Reproduce the material below with "Place" swapped for "Put" everywhere it occurs, keeping everything else unchanged.

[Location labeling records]
┌────────

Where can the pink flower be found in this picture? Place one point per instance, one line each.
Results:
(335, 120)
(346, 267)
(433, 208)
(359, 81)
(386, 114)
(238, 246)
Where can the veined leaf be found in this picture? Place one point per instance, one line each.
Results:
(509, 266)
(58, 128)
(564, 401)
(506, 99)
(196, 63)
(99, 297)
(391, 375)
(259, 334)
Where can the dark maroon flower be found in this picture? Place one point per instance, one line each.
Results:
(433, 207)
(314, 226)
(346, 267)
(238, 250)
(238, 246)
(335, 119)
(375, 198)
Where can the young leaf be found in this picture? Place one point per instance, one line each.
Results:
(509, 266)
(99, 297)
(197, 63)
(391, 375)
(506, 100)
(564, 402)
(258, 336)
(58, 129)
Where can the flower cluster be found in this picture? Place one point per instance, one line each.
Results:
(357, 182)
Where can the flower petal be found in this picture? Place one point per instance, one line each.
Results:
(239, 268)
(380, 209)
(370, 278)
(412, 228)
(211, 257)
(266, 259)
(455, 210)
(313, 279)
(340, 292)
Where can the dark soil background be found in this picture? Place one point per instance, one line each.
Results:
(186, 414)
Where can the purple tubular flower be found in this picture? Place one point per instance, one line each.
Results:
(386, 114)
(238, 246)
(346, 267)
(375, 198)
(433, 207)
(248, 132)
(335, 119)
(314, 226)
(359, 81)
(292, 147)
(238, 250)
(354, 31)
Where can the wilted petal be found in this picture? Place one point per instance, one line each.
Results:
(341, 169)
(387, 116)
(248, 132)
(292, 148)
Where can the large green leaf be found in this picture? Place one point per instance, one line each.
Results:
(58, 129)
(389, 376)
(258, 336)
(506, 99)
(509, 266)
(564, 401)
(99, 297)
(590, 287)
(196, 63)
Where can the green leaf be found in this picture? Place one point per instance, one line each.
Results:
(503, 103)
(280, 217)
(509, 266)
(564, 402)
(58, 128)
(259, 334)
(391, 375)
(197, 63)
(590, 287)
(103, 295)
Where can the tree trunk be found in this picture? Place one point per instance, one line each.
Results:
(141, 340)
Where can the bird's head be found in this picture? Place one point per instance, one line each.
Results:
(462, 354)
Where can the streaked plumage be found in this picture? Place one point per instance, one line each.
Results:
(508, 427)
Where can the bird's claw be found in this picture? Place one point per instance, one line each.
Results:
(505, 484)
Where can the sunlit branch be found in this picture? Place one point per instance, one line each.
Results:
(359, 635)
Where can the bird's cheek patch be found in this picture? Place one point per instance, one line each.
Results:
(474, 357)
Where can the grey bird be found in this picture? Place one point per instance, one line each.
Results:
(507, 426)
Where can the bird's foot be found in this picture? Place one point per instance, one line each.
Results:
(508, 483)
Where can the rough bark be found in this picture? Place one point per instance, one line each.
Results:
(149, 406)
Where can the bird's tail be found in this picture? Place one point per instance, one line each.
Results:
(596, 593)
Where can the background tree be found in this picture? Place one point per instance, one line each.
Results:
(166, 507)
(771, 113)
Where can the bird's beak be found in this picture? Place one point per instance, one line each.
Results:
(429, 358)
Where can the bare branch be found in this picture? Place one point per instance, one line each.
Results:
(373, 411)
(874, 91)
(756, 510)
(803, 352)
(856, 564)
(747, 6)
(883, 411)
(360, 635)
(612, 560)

└────────

RESULT OF THIS EXERCISE
Where can the pink flower be found in this picture? Put one point per instance, one line each.
Results:
(335, 120)
(346, 267)
(433, 208)
(359, 81)
(386, 114)
(238, 246)
Where can the veined leaf be found in this picture? Put one point per instance, one line each.
Results:
(509, 266)
(58, 128)
(564, 401)
(506, 99)
(196, 63)
(99, 297)
(391, 375)
(259, 334)
Where can the dark maroon flower be found in this picture? Put one point per instance, one line each.
Results:
(433, 207)
(314, 226)
(346, 267)
(238, 250)
(238, 246)
(335, 119)
(375, 198)
Where can the young leaf be found in this picture? Put one point per instance, one line each.
Results:
(509, 266)
(99, 297)
(197, 63)
(391, 375)
(506, 100)
(564, 402)
(258, 336)
(58, 129)
Where can the flower cluster be found in this picture? Put one point per instance, one line each.
Results:
(357, 182)
Where can the flower petal be found in this picture? Put one point per instance, one line each.
Results:
(239, 268)
(380, 209)
(370, 278)
(412, 228)
(211, 257)
(266, 259)
(455, 210)
(313, 279)
(340, 292)
Where can the dark soil background be found in this picture? Put one point per instance, one line each.
Results:
(186, 414)
Where can the purple tubular flower be found in this picture? Put one point per instance, one line each.
Results:
(386, 114)
(238, 246)
(346, 267)
(375, 198)
(433, 207)
(248, 132)
(335, 119)
(314, 226)
(359, 81)
(292, 147)
(238, 250)
(354, 31)
Where can the wilted petal be found in this picture? Put one point per instance, one line each.
Results:
(341, 169)
(387, 116)
(248, 132)
(292, 148)
Where can the large green leaf be found in this picture? Put one point per instance, one line each.
Results:
(58, 129)
(389, 376)
(258, 336)
(506, 99)
(509, 266)
(564, 401)
(99, 297)
(590, 287)
(196, 63)
Where can the green leaf be found in this picture? Put one point per instance, one line each.
Results:
(503, 103)
(280, 217)
(509, 266)
(564, 402)
(58, 128)
(259, 334)
(391, 375)
(197, 63)
(590, 287)
(103, 295)
Where can the tree trunk be found in this picture? Put one point per instance, one line each.
Results:
(141, 340)
Where can the bird's head be found in this picture? Put one point per instance, one line each.
Results:
(462, 354)
Where can the streaked plumage be found in this picture? Put one point per instance, one line each.
Results:
(508, 427)
Where can the bird's claw be found in this picture? Put one point per instance, one line each.
Results:
(505, 484)
Where can the sunlit branch be found in this picture? Put one point per instance, one line each.
Results:
(359, 635)
Where can the bird's cheek patch be found in this picture? Put one point per instance, one line each.
Results:
(474, 357)
Where can the grey bird be found in this picture? Put one point per instance, one line each.
Results:
(507, 426)
Where can the bird's foot be found in this picture? Put one point per instance, one line each.
Results:
(508, 483)
Where can the rough bark be found in this picture? Put one point per instance, one line each.
Results:
(149, 406)
Where can the bird's tail be found in this picture? Put one point per instance, one line each.
Results:
(596, 593)
Where can the background tree be found in this picture? Put one point per instance, one line each.
Results:
(166, 507)
(771, 113)
Where can the bird's beak be found in this picture? Put one point per instance, one line each.
Results:
(429, 358)
Where can the bare branch be found in this picture? Put one point per instance, one line each.
Results:
(373, 411)
(874, 91)
(756, 510)
(803, 352)
(856, 564)
(747, 6)
(883, 411)
(360, 635)
(612, 560)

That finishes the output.